» **Supplied material**:
============================================================

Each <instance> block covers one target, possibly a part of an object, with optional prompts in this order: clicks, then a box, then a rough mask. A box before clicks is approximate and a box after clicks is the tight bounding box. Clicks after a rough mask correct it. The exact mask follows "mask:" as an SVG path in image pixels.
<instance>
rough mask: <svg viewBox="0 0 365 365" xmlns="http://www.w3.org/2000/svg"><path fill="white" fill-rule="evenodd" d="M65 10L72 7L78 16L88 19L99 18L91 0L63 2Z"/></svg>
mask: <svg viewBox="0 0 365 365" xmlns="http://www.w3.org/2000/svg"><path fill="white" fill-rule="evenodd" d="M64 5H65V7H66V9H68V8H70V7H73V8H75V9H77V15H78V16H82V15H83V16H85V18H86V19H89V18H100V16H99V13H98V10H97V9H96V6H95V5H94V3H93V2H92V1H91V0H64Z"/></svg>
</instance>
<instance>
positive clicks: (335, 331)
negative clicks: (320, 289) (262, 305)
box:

============================================================

Pull out the lines from the very first one up to and including the line that contains "rough mask: <svg". Reproduce each one character for character.

Each <instance> block covers one target, possibly a part of an object, with optional prompts in this order: clicks, then a box, then a rough mask. A box before clicks is approximate and a box after clicks is the tight bounding box. Clicks after a rough mask correct it. The exact mask follows "mask:" as an SVG path in image pixels.
<instance>
rough mask: <svg viewBox="0 0 365 365" xmlns="http://www.w3.org/2000/svg"><path fill="white" fill-rule="evenodd" d="M65 10L72 7L78 16L88 19L99 18L91 0L63 2Z"/></svg>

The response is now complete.